_TUGAS ANDA_: Salin tanpa perubahan bagian teks tentang pendidikan di daerah perbatasan dari "Social Icons" hingga "11 Sekajang )", termasuk kedua batas tersebut.

_KUTIPAN UNTUK DIBACA_:
----------------------------------------
Social Icons

Sabtu, 07 Februari 2015

Wajah Kusam Pendidikan di Ujung Negeri


“Wajah Kusam Pendidikan di Daerah Perbatasan Indonesia – Serawak (Malaysia)”


( Sekolah Dasar Negeri No. 11 Sekajang )

Sampai detik ini pendidikan masih dipercaya sebagai salah satu jalan untuk “memanusiakan Manusia” dan di belahan bumi manapun di dunia ini masih menyakini hal tersebut. Dengan pendidikan, kualitas berpikir yang dimiliki manusia menjadi jauh lebih baik serta mendorong terangkatnya harkat dan martabat manusia itu sendiri. Pendidikan menjadikan manusia lebih bertanggungjawab terhadap dirinya sendiri, orang lain, lingkungan, bahkan terhadap bangsa dan negaranya.
----------------------------------------
(Daftar dari kumpulan data anotasi)
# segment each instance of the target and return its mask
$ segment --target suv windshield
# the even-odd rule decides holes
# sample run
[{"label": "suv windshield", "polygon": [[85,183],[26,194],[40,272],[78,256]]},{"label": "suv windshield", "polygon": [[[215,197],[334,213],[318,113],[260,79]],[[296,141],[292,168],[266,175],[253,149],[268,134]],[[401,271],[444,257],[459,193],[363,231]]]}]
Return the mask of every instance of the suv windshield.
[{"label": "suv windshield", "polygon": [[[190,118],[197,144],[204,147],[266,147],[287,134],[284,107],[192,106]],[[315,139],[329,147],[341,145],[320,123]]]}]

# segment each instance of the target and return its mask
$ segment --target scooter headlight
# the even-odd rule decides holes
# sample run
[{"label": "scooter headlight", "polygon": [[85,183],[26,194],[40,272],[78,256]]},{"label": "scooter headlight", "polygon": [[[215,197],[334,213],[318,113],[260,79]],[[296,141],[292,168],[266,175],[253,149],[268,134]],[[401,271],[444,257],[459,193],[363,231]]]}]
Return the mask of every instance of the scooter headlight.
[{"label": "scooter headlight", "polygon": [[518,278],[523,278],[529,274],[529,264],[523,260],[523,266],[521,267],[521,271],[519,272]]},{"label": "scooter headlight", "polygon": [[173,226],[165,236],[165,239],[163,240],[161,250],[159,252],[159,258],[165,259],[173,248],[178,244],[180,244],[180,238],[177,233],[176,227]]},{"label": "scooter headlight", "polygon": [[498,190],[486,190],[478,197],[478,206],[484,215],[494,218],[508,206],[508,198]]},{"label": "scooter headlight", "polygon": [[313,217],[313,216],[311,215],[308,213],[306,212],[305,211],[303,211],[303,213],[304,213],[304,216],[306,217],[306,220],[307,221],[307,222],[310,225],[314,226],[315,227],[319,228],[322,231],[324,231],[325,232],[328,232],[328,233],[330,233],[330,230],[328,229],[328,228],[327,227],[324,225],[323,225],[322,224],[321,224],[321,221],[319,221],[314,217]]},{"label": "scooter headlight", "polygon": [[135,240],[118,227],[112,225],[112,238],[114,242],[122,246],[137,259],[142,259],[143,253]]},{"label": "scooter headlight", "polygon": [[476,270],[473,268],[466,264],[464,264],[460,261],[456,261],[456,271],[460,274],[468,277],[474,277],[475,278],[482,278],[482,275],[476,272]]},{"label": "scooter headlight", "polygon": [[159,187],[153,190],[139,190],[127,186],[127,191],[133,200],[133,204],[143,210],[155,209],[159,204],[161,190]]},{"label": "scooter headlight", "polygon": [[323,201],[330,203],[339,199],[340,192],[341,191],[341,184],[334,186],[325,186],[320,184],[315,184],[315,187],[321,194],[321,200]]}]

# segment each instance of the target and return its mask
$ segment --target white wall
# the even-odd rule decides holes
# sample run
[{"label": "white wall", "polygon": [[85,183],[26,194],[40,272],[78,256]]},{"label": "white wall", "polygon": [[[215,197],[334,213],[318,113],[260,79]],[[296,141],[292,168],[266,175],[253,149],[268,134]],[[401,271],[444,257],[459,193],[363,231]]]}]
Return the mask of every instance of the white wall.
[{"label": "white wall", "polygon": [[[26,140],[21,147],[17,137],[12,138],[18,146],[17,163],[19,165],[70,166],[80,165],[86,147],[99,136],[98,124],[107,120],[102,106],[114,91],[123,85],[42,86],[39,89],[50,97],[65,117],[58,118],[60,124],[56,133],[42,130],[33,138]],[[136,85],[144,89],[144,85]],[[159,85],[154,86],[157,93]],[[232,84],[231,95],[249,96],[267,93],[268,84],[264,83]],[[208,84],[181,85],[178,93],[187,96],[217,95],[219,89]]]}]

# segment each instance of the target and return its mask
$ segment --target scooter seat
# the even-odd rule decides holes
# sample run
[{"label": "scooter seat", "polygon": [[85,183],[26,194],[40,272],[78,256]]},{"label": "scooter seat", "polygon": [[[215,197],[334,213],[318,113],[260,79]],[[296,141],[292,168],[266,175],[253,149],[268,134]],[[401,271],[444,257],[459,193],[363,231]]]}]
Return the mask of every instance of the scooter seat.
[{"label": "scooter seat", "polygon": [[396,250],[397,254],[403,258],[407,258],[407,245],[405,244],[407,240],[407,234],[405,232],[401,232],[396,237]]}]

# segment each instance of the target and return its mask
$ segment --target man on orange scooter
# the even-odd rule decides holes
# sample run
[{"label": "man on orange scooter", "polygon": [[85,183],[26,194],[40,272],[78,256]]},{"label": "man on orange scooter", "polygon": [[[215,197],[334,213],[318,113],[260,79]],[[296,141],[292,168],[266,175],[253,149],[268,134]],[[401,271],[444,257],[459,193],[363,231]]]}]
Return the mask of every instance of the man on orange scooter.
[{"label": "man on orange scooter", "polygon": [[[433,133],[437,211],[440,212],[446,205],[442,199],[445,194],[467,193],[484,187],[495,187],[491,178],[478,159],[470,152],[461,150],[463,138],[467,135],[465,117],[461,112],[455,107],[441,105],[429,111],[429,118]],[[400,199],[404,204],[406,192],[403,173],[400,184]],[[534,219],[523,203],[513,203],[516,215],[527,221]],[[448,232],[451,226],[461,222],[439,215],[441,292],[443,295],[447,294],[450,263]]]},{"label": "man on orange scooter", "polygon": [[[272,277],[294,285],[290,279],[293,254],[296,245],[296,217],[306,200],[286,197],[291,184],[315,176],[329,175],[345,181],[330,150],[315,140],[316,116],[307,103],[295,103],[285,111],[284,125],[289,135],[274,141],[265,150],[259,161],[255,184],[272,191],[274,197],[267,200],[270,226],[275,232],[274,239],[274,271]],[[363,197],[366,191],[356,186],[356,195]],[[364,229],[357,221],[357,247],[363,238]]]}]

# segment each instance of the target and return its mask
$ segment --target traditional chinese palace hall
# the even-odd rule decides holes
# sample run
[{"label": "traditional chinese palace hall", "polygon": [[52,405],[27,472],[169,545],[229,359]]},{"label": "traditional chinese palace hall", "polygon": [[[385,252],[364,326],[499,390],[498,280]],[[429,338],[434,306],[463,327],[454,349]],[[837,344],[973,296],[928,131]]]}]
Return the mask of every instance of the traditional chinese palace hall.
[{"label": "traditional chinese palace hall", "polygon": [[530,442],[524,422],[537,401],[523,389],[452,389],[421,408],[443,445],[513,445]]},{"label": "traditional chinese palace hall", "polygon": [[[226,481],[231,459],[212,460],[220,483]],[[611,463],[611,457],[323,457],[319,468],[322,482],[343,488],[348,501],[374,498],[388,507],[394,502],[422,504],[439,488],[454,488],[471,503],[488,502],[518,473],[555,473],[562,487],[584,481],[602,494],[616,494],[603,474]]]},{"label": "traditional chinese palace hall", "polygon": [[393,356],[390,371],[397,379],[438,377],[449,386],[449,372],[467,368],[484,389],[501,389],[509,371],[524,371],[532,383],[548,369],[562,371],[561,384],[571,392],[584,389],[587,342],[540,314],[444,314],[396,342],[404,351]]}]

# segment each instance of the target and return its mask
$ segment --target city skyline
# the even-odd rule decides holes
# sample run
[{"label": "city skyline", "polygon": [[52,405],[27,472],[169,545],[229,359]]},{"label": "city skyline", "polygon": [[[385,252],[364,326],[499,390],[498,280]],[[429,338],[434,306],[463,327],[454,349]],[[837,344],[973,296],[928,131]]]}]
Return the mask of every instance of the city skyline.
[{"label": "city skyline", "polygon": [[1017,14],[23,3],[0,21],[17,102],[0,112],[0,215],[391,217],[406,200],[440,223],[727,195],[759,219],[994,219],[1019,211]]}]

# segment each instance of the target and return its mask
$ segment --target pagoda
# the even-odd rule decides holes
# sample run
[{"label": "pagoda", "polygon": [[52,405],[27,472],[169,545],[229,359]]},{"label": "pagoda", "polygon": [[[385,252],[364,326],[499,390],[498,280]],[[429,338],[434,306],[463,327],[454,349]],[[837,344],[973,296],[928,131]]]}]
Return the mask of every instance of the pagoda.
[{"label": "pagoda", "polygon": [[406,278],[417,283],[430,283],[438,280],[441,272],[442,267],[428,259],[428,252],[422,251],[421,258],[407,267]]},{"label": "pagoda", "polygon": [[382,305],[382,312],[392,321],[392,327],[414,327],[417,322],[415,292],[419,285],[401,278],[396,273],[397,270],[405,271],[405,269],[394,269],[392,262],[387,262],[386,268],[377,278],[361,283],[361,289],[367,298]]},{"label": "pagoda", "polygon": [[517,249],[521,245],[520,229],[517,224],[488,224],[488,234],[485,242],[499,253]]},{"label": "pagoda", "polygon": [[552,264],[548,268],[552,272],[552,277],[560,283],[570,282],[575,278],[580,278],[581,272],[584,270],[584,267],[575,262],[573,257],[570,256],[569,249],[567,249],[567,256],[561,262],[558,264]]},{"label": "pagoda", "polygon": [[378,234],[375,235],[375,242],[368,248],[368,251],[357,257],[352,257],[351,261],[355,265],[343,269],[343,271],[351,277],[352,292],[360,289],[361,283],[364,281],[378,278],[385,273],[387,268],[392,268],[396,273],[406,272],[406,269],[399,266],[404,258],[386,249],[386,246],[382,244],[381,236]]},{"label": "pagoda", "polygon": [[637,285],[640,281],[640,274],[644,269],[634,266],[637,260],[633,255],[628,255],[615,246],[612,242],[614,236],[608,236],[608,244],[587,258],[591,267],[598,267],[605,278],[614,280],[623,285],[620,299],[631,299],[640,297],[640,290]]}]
----------------------------------------
_JAWABAN TUGAS_:
Social Icons

Sabtu, 07 Februari 2015

Wajah Kusam Pendidikan di Ujung Negeri


“Wajah Kusam Pendidikan di Daerah Perbatasan Indonesia – Serawak (Malaysia)”


( Sekolah Dasar Negeri No. 11 Sekajang )